Rows from a dataset
>>>>
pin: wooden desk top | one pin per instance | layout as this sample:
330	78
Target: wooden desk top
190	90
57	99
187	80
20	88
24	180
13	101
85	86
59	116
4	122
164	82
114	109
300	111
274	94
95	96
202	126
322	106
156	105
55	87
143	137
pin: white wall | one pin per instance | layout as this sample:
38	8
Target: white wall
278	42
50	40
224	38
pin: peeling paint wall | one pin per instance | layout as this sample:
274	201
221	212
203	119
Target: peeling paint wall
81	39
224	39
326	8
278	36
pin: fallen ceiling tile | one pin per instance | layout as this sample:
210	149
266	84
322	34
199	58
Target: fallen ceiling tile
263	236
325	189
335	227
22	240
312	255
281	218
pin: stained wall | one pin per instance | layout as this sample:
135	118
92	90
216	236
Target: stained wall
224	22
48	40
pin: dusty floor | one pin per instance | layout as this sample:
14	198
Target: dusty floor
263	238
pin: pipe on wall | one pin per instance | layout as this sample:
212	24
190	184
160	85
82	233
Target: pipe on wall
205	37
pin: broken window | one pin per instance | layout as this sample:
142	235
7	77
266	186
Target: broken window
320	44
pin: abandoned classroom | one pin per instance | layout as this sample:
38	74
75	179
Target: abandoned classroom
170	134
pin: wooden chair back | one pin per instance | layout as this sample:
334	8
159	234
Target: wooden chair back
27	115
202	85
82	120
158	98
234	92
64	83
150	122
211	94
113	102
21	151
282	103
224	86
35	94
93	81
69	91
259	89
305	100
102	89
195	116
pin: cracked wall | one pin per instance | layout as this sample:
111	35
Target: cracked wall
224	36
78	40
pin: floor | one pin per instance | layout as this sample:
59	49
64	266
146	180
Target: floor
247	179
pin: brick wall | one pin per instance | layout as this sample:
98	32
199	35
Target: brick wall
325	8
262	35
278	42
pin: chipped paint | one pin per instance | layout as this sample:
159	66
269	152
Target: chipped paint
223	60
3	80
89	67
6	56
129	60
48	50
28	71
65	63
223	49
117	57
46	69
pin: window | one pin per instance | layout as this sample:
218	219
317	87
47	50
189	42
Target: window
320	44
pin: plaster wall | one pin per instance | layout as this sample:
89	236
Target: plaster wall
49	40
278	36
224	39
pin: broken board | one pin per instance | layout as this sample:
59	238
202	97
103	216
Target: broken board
<<<<
Exercise instructions — Repeat the entries from the line with "pin: abandoned classroom" through the last line, switching "cracked wall" to "damaged wall" and leaving everything else the same.

Reply —
pin: abandoned classroom | one pin per instance | layout as this sample:
38	74
75	179
Target: abandoned classroom
170	134
pin: wooden chair back | one pin per instance | layout as this sample:
334	8
159	234
Target: wooden chair back
27	115
202	85
82	120
158	98
234	92
64	83
150	122
211	94
113	102
21	151
282	103
224	86
35	94
93	81
69	91
259	89
305	100
102	89
195	116
pin: damaged wall | one pin per instance | layout as this sample:
111	35
Target: damaged wall
224	36
78	40
pin: floor | one pin per instance | layout as this sample:
59	49
64	266
146	180
Target: floor
247	179
pin: brick wall | one pin per instance | layout as this sample:
98	32
199	35
Target: brick wall
325	8
262	35
278	42
pin: chipped paint | one pin per instance | layout as this sample:
159	66
269	152
Target: chipped paint
223	60
3	80
89	67
6	56
129	60
48	50
28	71
65	63
223	49
117	57
46	69
pin: window | one pin per instance | layout as this sample:
218	219
317	87
47	50
189	42
Target: window
320	44
pin: plaster wall | one pin per instance | layout as this sample:
89	236
Target: plaster wall
49	40
278	36
224	39
pin: broken board | one pin per instance | layout as this sample:
59	238
202	97
103	216
Target: broken board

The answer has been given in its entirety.